» **TASK GOAL**
Can you rewrite the data below with "pixel coordinates" swapped for "x-y coordinates" throughout, leaving everything else as it is?

(Position annotation data)
## start

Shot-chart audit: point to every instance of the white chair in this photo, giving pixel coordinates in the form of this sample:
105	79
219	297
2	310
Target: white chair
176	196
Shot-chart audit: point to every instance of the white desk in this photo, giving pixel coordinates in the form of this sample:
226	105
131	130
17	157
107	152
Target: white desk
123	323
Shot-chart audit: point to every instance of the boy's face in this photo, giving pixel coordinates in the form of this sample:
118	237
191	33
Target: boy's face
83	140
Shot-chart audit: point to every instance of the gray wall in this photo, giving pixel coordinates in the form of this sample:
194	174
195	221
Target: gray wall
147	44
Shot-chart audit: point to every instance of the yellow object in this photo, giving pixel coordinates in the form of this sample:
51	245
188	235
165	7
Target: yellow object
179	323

## end

» **WRITTEN RESPONSE**
Shot-chart audit: point to every instance of the white chair in this photo, giving x-y coordinates in the form of this sample:
105	79
219	297
2	310
Target: white chair
176	196
Shot-chart audit: point to every instance of the white desk in this photo, giving x-y coordinates in the form of this sample:
226	105
131	130
17	157
107	152
Target: white desk
123	323
Shot-chart audit: point to every instance of the boy's face in this photo, giving x-y coordinates in the form of this sample:
118	237
191	33
Target: boy's face
83	140
Shot-chart audit: point to every instance of the gray wall in this photo, giving x-y coordinates in the form of this sample:
194	174
195	221
Target: gray wall
147	44
Shot-chart audit: point to every instance of the yellow object in this photo, giving x-y coordinates in the form of this sample:
51	245
188	235
165	7
Target: yellow object
179	323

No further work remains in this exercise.